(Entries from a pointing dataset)
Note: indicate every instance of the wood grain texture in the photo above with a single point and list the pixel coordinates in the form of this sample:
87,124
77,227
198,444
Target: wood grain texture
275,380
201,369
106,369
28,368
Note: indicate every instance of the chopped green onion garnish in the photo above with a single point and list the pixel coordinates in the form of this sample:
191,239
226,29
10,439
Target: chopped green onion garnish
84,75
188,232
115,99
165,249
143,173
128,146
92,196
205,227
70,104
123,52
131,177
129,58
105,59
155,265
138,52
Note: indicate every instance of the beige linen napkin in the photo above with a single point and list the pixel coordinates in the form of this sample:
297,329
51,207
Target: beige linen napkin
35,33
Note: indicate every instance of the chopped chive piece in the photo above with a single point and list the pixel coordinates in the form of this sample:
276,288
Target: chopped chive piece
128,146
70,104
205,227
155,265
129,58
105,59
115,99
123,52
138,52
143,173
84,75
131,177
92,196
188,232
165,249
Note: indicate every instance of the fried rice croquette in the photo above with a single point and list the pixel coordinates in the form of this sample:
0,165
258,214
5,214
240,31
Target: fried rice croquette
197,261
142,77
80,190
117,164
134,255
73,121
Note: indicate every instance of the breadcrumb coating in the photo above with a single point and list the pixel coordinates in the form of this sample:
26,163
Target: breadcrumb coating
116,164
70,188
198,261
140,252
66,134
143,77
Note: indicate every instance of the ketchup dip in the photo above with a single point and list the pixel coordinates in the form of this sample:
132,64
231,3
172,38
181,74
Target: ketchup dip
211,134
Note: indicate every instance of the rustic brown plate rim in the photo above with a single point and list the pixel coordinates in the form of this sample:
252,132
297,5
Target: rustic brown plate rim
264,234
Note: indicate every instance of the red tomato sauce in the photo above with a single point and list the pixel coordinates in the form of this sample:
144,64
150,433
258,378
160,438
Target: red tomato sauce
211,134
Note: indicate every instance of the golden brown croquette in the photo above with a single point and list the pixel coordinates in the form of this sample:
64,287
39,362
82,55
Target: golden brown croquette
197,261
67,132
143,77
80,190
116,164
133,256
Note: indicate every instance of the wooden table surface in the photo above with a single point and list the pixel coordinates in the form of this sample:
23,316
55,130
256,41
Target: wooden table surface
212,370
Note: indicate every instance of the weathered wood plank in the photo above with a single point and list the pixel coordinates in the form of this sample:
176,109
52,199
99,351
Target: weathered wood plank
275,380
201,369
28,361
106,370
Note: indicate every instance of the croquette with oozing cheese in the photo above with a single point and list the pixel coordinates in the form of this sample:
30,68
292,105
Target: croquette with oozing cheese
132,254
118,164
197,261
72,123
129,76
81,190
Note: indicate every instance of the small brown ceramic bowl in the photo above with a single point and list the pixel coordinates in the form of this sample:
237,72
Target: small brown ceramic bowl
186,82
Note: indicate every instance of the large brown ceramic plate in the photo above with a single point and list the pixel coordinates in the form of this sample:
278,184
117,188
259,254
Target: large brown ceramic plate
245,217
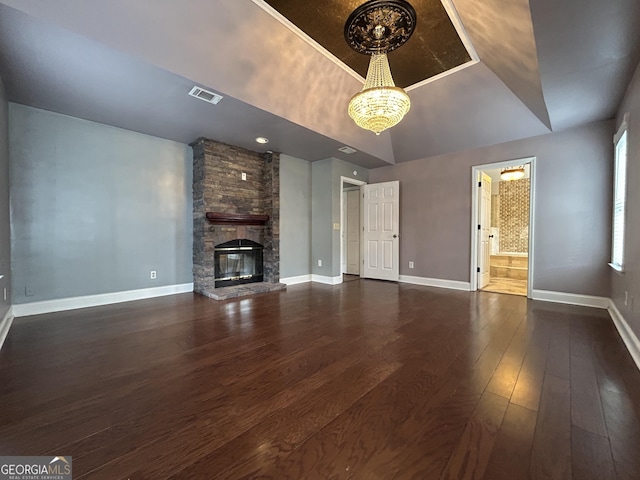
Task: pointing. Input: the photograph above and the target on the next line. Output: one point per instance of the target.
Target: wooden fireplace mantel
(219, 218)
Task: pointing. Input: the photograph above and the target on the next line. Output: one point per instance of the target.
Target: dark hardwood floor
(365, 380)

__Stated problem__
Please transcribe the material above exactly as written. Leave the pictures out.

__Result of the task__
Note: indicate every instance of the wood grain texture in the photo above with a single point and list the pixel coordinates in the form of this sample:
87,124
77,227
198,444
Target: wood grain texture
275,380
201,369
106,369
28,368
Note: indicate every instance of the chopped green onion garnish in the photo above with a single point and list the pixel coordinates in the form of this sample:
191,239
226,29
10,439
Target: chopped green onion garnish
84,75
188,232
115,99
165,249
143,173
128,146
92,196
205,227
70,104
123,52
131,177
129,58
105,59
155,265
138,52
Note: indicate every instance of the beige linen napkin in the photo above with a single point and list the pixel coordinates in the form of this sample:
297,329
51,207
Target: beige linen napkin
35,33
Note: indicate every instance of the chopped chive piece in the photo above with a single point and list the pixel coordinates in the form of this sample:
276,288
Target: chopped chive piece
128,146
70,104
205,227
155,265
129,58
105,59
115,99
123,52
138,52
143,173
84,75
131,177
92,196
188,232
165,249
Note: indicate every instance of the fried rice croquette in the photo above with a single point and list the pixel coordinates in the form of this sample:
0,165
258,214
5,214
240,31
Target: fried rice croquette
197,261
142,77
80,190
117,164
134,255
73,121
Note: indicate every instance of the breadcrumb coating in the photo above with a single point and list the pixel coordinates in the form of this sample:
26,163
Target: breadcrumb coating
116,164
70,188
198,261
140,252
66,134
143,77
Note: indicate every instance of the ketchup dip in the photo above with a single point and list the pixel coordinates in the form of this sample:
132,64
231,3
172,38
181,74
Target: ketchup dip
211,134
Note: indicate every instance of the rustic brown plate rim in the photo above with a single point and list the pixel coordinates in the form of this sample:
252,132
297,5
Target: rustic brown plate rim
264,234
Note: indicate every instance of the red tomato sauce in the photo above with a single point and list the pixel coordinates in the form of this sample:
144,64
150,433
258,378
160,438
Target: red tomato sauce
211,134
Note: indicate every instance of the golden brown croquette in the photo above with a single point and list the pixel coordinates in the form of this sample:
64,287
39,362
82,55
Target: golden brown croquette
197,261
67,132
143,77
80,190
116,164
133,256
Note: indicate every instance of the wooden table surface in the photo above with a single point and list the pixel coordinates in the form of this sample:
23,316
55,130
256,41
Target: wooden table surface
212,370
Note: indicate every instance of the weathered wood plank in the photo above with a single point and list the pixel coordinates in the form of this sample:
176,109
52,199
99,351
Target: weathered wood plank
275,380
201,369
28,361
106,370
Note: indicate every instance of the croquette with oozing cheese in the photo above with a single point and list the pixel coordinates in the form of this sample:
30,68
292,105
Target: croquette with oozing cheese
132,254
118,164
197,261
72,123
129,76
81,190
Note: indicate every instance of the small brown ceramic bowl in the photo above with a single point and list the pixel coordinates in the form of this sample:
237,72
Target: small brown ceramic bowl
186,82
Note: indicate every instance of the large brown ceramic plate in the photo above with a single point and list the pixel coordinates in the form of this sample:
278,184
117,188
259,254
Target: large brown ceramic plate
245,217
Task: pointing. Input: the photograph above and the target on the next line. Output: one point per instance of the target.
Target: wooden fireplace mantel
(219, 218)
Task: pointing. Input: the photograph above and the target on the next line. Output: one point per instance of the target.
Target: dark hardwood floor
(365, 380)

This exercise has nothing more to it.